PASSAGE TO READ:
Large crowds or long marches may not be right for you, for reasons including and beyond anxiety: disability or chronic pain, financial resources, caretaking needs, and so on. But there are still ways to make your voice heard.

Know where you shine, and lean into it.

  1. Donate

If you’re in a position to financially support organizations doing on-the-ground work for the causes you care about, do that. Set up monthly recurring donations if you can—because these organizations need support consistently, not just right after an election or a particularly shocking executive order.

And spread the word, because the more of your friends and family who pitch in, the better.

The internet’s already rich with lists of progressive organizations that need financial contributions. A quick Google search will help you find ones that support the issues most important to you, but here are a few to get you started:

And don’t forget the media! In the age of “alternative facts,” investigative journalists need your support more than ever. Consider subscribing to the New York Times or the Washington Post, or donating to your local NPR station.

Oh, and hey: If you’re using an ad blocker, whitelist news sites. They need the revenue, and you can put up with the inconvenience.

  1. Write a Script

I hate making phone calls. I once lived with a broken toilet for three weeks because that was less stressful than calling my landlord. And I’ve recently called both my senators, my congressional rep, and the freaking Department of Homeland Security.

Phone-anxious people can still dial our senators when it counts. We just need a plan.

I’m a big believer in writing out exactly what you plan to say before calling. You can draft your own scripts, or use those provided by services like 5 Calls. This can counteract the fear of not knowing what you’re going to say, and the act of writing makes it harder to get cold feet.

YOUR OBJECTIVE:
Please copy out the passage on speaking up without joining crowds or marches, from "And don’t forget" up to and including "need a plan.".

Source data
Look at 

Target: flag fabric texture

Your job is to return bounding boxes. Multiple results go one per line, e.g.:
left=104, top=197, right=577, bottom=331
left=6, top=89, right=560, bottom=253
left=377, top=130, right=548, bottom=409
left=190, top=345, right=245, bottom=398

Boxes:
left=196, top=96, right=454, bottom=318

* * *

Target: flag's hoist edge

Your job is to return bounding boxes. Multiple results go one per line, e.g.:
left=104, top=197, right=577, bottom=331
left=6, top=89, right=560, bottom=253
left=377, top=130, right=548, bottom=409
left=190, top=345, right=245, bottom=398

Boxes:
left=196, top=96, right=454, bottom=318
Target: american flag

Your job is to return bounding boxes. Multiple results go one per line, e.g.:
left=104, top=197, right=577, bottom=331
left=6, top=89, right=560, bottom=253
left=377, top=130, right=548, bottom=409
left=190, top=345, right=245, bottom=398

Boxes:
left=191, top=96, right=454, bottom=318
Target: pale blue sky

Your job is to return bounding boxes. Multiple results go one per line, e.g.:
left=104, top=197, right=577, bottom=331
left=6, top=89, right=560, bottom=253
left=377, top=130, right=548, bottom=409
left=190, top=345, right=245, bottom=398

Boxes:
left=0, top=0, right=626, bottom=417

ANSWER SECTION:
And don’t forget the media! In the age of “alternative facts,” investigative journalists need your support more than ever. Consider subscribing to the New York Times or the Washington Post, or donating to your local NPR station.

Oh, and hey: If you’re using an ad blocker, whitelist news sites. They need the revenue, and you can put up with the inconvenience.

  1. Write a Script

I hate making phone calls. I once lived with a broken toilet for three weeks because that was less stressful than calling my landlord. And I’ve recently called both my senators, my congressional rep, and the freaking Department of Homeland Security.

Phone-anxious people can still dial our senators when it counts. We just need a plan.